[Start of Attachment]

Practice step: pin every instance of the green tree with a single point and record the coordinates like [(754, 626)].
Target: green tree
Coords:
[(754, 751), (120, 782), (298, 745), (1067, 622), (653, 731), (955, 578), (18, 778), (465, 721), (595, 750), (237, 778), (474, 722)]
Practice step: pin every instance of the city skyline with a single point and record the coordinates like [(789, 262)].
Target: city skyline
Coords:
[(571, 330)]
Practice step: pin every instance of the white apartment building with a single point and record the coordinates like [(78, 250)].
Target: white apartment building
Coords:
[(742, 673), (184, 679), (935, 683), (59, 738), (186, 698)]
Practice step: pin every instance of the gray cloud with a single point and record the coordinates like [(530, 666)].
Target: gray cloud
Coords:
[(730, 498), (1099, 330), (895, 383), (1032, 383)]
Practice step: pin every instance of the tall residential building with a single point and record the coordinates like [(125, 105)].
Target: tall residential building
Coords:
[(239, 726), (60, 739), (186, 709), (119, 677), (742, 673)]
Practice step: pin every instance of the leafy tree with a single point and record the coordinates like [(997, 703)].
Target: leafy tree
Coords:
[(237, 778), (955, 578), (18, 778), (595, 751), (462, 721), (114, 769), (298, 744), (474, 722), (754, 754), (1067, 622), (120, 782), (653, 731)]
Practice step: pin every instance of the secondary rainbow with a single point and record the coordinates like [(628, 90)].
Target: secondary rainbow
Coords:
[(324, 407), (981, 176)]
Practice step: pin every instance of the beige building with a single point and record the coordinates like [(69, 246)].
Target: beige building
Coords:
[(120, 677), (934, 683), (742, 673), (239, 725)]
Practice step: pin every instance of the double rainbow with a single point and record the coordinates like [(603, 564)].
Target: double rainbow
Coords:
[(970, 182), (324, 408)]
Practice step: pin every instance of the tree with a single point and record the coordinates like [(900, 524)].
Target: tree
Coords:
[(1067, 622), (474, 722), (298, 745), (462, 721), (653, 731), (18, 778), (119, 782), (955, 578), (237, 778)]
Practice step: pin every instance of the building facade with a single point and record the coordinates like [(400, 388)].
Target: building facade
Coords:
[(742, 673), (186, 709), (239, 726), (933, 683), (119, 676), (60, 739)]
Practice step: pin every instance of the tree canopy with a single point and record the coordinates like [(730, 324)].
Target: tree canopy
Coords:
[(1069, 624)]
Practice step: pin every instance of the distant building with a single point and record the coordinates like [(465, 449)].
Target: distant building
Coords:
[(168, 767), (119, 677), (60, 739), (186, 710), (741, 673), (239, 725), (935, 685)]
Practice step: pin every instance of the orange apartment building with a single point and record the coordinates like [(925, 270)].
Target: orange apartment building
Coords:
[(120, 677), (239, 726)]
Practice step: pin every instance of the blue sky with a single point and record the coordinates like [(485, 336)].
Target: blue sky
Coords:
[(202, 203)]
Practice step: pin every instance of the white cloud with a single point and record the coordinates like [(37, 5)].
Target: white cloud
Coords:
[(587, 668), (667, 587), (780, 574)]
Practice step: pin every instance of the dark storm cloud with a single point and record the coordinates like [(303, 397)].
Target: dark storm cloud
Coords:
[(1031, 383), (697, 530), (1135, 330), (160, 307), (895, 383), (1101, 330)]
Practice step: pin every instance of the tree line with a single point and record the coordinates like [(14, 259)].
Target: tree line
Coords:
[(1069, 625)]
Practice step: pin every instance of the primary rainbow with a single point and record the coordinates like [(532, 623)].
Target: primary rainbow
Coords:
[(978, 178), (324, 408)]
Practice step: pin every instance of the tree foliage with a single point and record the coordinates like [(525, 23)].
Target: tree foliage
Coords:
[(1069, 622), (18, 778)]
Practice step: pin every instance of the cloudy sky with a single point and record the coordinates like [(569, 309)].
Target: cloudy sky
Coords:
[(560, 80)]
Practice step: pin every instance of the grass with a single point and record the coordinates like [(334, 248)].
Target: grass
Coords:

[End of Attachment]

# [Your task]
Reply with the number of lines in the data above that contain "grass", and with nothing else.

# [Output of the task]
2